14/04/2023 16:34 par Xiao pinaille

On voit bien que Rosa Llorens est un auteur qui depuis peu s’efforce à chaque fois de prendre ses distances avec le féminisme d’aujourd’hui et tout ce qui a trait au « wokisme » en général. Je sais que les prods américaines en sont farcies, mais ce n’est pas le cas du cinéma asiatique. Du coup, on se demande ce que ça a à voir avec le kimchi.

En plus, il ne faudrait pas déformer le sens des mots. Ce n’est effectivement pas un féminicide, mais ce n’est pas non plus un sociocide, proche du génocide, qui est l’élimination pure et simple d’une classe sociale.

Petite incohérence a priori dans le scénario : je m’étonne qu’une stagiaire en arrive au suicide alors que par essence, elle n’est pas supposée rester.... mais à vérifier au visionnage. Je remercie donc l’auteur pour cette suggestion.

15/04/2023 08:49 par Xiao Pignouf

Petit mea culpa : pas d’incohérence ici, le film est inspirée d’une histoire vraie.
------------------------------------------------
_Exercices proposés:_
1. Relevez toutes les lignes des enregistrements qui contiennent le mot « water », en tenant compte de la casse.
2. Prolongez l'échange de commentaires sur l'article de Rosa Llorens à la suite du dernier message.
Le texte et les enregistrements sont indépendants l'un de l'autre.

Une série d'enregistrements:
------------------------------------------------
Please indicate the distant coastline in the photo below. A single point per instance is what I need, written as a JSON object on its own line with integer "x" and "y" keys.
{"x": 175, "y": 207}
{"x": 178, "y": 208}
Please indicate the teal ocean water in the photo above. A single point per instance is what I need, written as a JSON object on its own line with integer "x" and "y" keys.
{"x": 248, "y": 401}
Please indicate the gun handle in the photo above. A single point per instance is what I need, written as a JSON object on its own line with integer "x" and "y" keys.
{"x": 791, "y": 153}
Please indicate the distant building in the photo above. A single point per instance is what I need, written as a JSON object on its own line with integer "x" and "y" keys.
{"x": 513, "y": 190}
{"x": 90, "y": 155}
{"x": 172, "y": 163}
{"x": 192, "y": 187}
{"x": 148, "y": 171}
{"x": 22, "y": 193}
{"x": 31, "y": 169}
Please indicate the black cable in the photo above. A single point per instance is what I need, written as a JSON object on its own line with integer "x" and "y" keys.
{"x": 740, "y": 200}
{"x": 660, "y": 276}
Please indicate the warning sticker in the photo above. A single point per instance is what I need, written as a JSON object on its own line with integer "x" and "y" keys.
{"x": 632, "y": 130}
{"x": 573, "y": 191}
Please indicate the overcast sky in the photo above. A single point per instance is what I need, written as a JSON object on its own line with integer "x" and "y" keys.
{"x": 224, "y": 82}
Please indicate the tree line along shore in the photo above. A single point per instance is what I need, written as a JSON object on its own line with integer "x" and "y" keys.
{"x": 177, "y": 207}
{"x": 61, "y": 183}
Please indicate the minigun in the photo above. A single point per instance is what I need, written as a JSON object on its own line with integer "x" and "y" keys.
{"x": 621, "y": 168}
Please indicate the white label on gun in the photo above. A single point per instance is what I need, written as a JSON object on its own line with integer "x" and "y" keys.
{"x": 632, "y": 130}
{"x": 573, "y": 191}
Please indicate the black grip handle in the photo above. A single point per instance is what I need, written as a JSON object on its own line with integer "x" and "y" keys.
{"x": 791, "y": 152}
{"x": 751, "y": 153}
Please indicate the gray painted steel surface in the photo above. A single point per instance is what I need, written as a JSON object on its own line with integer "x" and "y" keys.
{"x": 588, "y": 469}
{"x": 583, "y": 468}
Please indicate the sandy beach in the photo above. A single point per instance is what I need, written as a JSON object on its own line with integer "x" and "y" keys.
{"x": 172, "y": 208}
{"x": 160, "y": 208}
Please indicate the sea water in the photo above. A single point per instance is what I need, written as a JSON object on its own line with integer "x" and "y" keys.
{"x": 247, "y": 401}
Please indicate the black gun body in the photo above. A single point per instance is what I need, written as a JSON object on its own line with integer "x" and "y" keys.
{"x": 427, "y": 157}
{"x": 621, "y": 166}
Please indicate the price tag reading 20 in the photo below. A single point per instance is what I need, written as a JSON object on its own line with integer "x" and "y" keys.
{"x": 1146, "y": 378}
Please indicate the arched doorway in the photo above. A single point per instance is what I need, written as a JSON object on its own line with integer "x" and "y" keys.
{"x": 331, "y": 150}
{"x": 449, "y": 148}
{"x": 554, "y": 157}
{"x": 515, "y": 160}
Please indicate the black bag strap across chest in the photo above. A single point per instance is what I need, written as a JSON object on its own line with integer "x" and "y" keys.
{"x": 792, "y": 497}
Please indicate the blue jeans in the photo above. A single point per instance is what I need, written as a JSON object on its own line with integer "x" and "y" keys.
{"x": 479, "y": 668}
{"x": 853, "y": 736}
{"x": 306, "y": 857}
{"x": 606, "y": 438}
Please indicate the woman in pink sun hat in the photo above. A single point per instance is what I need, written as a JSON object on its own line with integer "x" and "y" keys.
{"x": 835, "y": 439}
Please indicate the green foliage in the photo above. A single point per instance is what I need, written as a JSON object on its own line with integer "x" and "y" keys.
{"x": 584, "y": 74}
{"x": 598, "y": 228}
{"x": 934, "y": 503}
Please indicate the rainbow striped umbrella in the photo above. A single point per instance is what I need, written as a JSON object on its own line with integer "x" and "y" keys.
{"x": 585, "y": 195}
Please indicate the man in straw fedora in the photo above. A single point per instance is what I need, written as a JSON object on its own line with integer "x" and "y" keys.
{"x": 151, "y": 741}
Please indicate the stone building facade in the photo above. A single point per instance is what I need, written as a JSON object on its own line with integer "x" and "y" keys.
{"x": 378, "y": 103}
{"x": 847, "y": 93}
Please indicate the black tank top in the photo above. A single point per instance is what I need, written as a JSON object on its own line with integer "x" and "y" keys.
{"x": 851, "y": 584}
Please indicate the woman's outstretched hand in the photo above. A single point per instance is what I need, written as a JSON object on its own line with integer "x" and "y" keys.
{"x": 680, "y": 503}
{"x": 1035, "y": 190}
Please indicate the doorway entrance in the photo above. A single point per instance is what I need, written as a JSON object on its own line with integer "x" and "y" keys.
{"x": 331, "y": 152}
------------------------------------------------
_Réponses aux exercices:_
1.
Please indicate the teal ocean water in the photo above. A single point per instance is what I need, written as a JSON object on its own line with integer "x" and "y" keys.
Please indicate the sea water in the photo above. A single point per instance is what I need, written as a JSON object on its own line with integer "x" and "y" keys.

2.
Toutefois, au-delà de l’analyse très occidento-centrée de l’auteur dont le regard de gauche se focalise sur l’horreur libérale des centres d’appels, et malgré le fait que je n’ai pas encore trouvé le moyen de voir ce film, les quelques renseignements glanés sur le net à son propos m’inspirent d’autres pistes de réflexion sur ce film :

Les illusions de la jeunesse coréenne : la jeune adolescente se rêve en star de K-pop, alternative à une vie de merde, alors même que c’est une des pires expressions du libéralisme dans l’art, qui transforme les jeunes chanteuses et danseuses en esclaves jetables au service de puissantes entreprises du spectacle, et qui en a conduit certain(e)s au suicide.

Les désillusions de la jeunesse coréenne : le déclassement qui fait suite à l’échec scolaire et matérialisé par des emplois médiocres et déshumanisés.

L’isolement des individus dans la société coréenne, l’individualisme forcené.

Autre chose : le suicide « par karoshi » est un non sens. Le karoshi (terme japonais) est la mort par surmenage, provoquée par AVC ou crise cardiaque.

15/04/2023 17:24 par Rosa Llorens

@ Xiao Pignouf
ravie d’avoir un commissaire politique, ou fast checker, attitré.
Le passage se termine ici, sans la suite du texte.